▶ _WHAT THIS TASK INVOLVES_: Copy the records that follow exactly as written, but not their pictures.

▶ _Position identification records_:

──────

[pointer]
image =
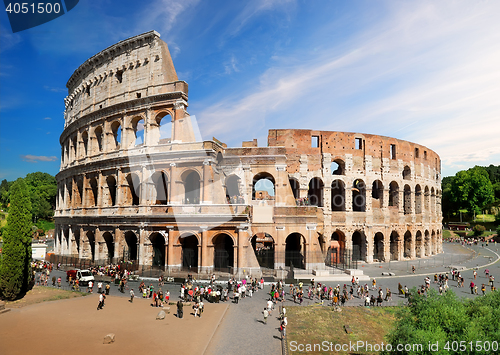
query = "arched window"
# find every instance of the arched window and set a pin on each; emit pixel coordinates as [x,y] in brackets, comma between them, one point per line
[160,182]
[338,195]
[117,134]
[377,194]
[337,167]
[263,187]
[394,194]
[191,187]
[358,196]
[315,192]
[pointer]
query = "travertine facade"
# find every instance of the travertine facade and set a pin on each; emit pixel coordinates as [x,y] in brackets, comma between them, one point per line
[135,184]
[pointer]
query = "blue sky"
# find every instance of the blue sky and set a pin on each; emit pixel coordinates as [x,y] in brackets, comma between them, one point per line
[423,71]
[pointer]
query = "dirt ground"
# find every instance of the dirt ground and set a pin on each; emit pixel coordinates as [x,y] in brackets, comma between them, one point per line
[74,326]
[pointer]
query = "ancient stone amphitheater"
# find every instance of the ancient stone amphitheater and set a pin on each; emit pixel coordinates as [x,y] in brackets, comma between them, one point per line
[136,184]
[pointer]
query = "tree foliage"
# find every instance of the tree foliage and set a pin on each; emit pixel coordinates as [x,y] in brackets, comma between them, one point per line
[15,270]
[443,318]
[471,189]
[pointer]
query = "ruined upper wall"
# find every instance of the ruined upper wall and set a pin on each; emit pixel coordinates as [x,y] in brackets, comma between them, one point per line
[300,141]
[135,68]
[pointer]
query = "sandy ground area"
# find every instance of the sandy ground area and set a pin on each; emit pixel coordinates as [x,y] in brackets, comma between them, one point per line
[74,326]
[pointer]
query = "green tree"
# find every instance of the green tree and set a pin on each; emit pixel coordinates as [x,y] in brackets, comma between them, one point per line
[15,269]
[471,189]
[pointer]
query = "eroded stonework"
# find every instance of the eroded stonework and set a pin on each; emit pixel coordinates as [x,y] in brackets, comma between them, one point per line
[135,184]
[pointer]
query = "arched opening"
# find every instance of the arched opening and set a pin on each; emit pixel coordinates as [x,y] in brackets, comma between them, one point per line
[337,167]
[378,247]
[138,127]
[377,194]
[419,245]
[427,243]
[191,187]
[338,195]
[93,192]
[358,196]
[358,246]
[98,138]
[116,129]
[406,173]
[263,187]
[111,182]
[110,246]
[160,182]
[394,246]
[263,247]
[189,244]
[394,194]
[85,140]
[223,252]
[134,189]
[91,244]
[295,186]
[295,251]
[407,200]
[131,240]
[315,192]
[233,189]
[418,199]
[158,245]
[407,244]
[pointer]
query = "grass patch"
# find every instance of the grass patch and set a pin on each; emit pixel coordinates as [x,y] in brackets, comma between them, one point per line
[316,324]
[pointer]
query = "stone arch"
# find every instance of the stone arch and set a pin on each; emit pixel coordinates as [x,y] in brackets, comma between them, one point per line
[358,245]
[109,245]
[295,251]
[378,247]
[138,129]
[393,194]
[111,185]
[427,243]
[406,173]
[191,180]
[337,167]
[131,242]
[189,243]
[263,186]
[233,194]
[358,196]
[263,247]
[160,181]
[223,251]
[315,192]
[295,186]
[133,191]
[377,194]
[394,246]
[116,130]
[418,199]
[158,245]
[407,200]
[407,245]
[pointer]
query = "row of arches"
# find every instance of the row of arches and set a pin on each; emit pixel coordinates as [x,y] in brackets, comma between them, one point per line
[114,135]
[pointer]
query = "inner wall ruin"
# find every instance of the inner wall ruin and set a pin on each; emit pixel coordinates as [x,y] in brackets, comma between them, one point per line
[136,185]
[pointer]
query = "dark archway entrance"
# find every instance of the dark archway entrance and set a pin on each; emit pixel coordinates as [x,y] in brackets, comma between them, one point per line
[263,247]
[189,251]
[158,245]
[295,250]
[223,253]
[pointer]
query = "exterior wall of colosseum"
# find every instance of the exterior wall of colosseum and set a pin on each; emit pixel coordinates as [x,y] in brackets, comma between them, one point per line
[135,184]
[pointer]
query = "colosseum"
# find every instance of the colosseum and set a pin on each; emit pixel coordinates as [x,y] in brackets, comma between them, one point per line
[137,183]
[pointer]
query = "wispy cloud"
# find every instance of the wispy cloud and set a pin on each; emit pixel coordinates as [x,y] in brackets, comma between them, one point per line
[426,72]
[36,158]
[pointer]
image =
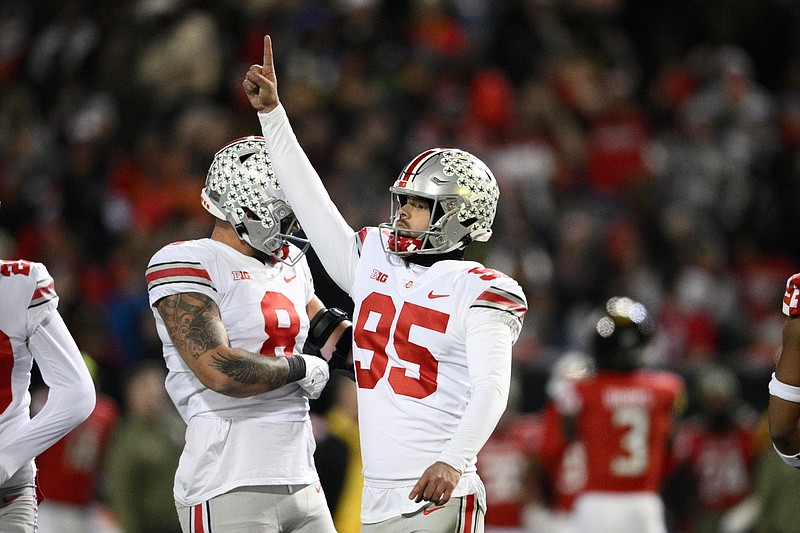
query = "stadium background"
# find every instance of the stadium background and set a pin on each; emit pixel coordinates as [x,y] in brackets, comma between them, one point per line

──────

▶ _SOLVED PROBLEM_:
[pointer]
image =
query = "arched window"
# find every instance of the arched window and set a pin on each; emit pixel coordinates as [x,y] in brackets, comma between them, one point per line
[160,182]
[338,195]
[117,134]
[377,194]
[337,167]
[263,187]
[394,194]
[191,187]
[358,196]
[315,192]
[pointer]
query = "travertine facade"
# find every instance of the travertine facade and set a pin on each; emit pixel coordinates as [x,y] in brackets, comma between them, one point per line
[135,184]
[pointer]
query = "blue sky"
# find every instance of the blue sky and set a pin on each; emit pixel coordinates as [x,y] in brackets, comma between them, one point per line
[423,71]
[pointer]
query = "dirt ground"
# find every instance of the dirt ground and set a pin on each; emit pixel coordinates as [x,y] in brackets, comma between them, one point per line
[74,326]
[pointer]
query = "ancient stone amphitheater"
# find every instance of the ancient stone amphitheater and set a pin on each; emit pixel coordinates as [x,y] in brackets, comma between them, one point per line
[136,184]
[pointer]
query = "tree foliage"
# find every instance of the tree foliage and set a pin on each; emit pixel coordinates as [x,y] in brackets, comma between them, one point per line
[15,270]
[443,318]
[471,189]
[pointer]
query = "ruined upper wall"
# find every instance of the ruined upper wall and set a pin on each; emit pixel coordinates as [x,y] in brackets, comma between them, one point per line
[300,141]
[135,68]
[pointer]
query = "sandy ground area"
# find every instance of the sandy ground area and set a pin on each; emit pixel coordinates as [x,y] in brackets, comma between them, one point per line
[74,326]
[pointer]
query = "green tree"
# find every instance of the green tree and set a pin on each; emit pixel coordinates as [x,y] in brackets, comma between them, one point per line
[15,269]
[471,189]
[pointer]
query = "eroded stonework"
# find every instance of the eroded stonework and set a pin on each; emit pixel coordinates as [x,y] in brackets, comma between them, one point per line
[135,184]
[pointer]
query = "arched opening"
# find every instance of the arched opening and set a pin on each; emit pixel coordinates as [x,y] in brackets, comma between them, one point per line
[337,167]
[378,247]
[138,127]
[377,194]
[419,245]
[427,243]
[191,187]
[338,195]
[93,192]
[358,196]
[358,246]
[98,138]
[116,129]
[406,173]
[263,187]
[111,182]
[110,246]
[160,182]
[394,246]
[263,247]
[189,244]
[394,194]
[85,140]
[223,252]
[134,189]
[91,244]
[295,186]
[295,251]
[407,200]
[131,240]
[315,192]
[233,189]
[418,199]
[158,245]
[407,244]
[pointer]
query = "grass patch"
# find every instance of the grass patch and set a pin on each; emit pixel coordinates as [x,y] in brackets, comma between them, one point per line
[316,324]
[pointer]
query = "stone arch"
# find every instance of the stone arch and set a pin on each; emit pixel coordinates as [x,y] in brackets, comma between them, one point per line
[358,245]
[109,245]
[295,251]
[378,247]
[138,129]
[393,194]
[111,185]
[427,243]
[406,173]
[191,180]
[337,167]
[131,242]
[189,243]
[263,186]
[233,194]
[358,196]
[263,247]
[160,181]
[223,251]
[315,192]
[295,186]
[133,191]
[377,194]
[394,246]
[116,130]
[418,199]
[158,245]
[407,200]
[407,245]
[pointer]
query = "row of arches"
# find every instance of the row of arches and set a pin on each; emit pixel coordinates as [x,y] in brackets, comma between them, one point per line
[114,135]
[pointer]
query = "inner wall ruin"
# find every instance of the inner wall ruin and set a pin on each; emit pixel coordinates as [x,y] in brackets, comma between them, one point per line
[136,185]
[pointer]
query = "dark archway entrance"
# find every instance of the dark archway entrance and set a pin on each; emit pixel coordinates as [x,y] in brackets, comma between them, one point per line
[263,247]
[189,251]
[158,245]
[295,250]
[223,253]
[pointer]
query = "exterior wall of colosseum"
# find every instance of the exterior wall of colosseum and set a pin on each; emit pixel coordinates as [x,y] in brackets, comma between them, one point per line
[135,184]
[pointer]
query = "colosseum"
# find every instance of the colosseum and set a pin on each; emit pixel coordinates as [x,y] in brackets, comma between them, one point per line
[137,183]
[pointer]
query = "wispy cloud"
# find every instance of the wispy cloud and set a pin on each; emit pixel coordinates as [x,y] in brackets, comma between them, one point per line
[426,72]
[36,158]
[pointer]
image =
query = "stadium background"
# find every instance of the stadium background and set a pin on each; emit pixel coordinates as [x,y] in brackets, comma between them, one point per line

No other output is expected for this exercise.